Goal ::
Please locate each line in the entries below that contains the word "bird" and copy those lines out.

Records to process ::
· · · · · · ·

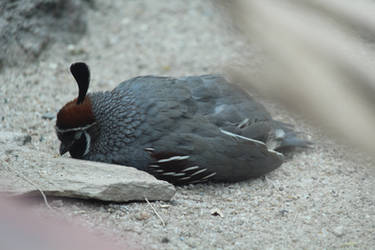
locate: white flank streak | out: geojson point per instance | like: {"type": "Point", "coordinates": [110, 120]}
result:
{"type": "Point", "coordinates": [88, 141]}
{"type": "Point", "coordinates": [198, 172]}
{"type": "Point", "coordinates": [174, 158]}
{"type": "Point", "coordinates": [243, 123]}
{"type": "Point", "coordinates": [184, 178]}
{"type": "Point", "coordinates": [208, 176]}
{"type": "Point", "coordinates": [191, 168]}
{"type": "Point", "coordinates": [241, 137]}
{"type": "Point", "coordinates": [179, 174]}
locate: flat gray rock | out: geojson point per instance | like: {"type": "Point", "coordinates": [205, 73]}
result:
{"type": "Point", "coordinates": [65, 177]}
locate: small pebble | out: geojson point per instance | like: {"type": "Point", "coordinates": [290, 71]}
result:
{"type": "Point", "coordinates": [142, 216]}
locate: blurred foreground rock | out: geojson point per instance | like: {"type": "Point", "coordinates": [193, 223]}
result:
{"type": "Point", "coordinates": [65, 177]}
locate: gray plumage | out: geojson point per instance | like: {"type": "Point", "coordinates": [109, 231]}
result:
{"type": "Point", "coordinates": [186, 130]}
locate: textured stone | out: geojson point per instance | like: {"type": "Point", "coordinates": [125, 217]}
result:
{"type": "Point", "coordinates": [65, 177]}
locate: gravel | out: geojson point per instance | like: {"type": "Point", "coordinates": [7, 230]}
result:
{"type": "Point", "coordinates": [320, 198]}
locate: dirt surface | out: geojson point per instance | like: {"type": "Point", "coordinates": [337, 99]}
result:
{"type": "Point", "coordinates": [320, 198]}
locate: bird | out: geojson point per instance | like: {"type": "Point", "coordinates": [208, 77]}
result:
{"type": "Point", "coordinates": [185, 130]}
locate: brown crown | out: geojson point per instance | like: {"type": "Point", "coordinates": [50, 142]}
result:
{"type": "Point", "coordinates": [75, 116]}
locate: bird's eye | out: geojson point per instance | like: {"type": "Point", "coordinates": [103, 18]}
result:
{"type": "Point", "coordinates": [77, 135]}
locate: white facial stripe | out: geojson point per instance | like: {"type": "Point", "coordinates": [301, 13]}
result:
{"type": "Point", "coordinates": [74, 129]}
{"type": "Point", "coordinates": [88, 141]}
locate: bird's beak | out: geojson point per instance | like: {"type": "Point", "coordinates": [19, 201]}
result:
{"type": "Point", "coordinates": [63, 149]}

· · · · · · ·

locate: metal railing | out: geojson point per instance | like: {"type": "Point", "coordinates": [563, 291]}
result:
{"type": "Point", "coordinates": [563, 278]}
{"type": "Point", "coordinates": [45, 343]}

· · · · · · ·

Task result ::
locate: bird | out: geojson point per instance | like: {"type": "Point", "coordinates": [208, 77]}
locate: bird's eye | out: geojson point per instance | like: {"type": "Point", "coordinates": [103, 18]}
locate: bird's beak | out: geojson point per instance | like: {"type": "Point", "coordinates": [19, 201]}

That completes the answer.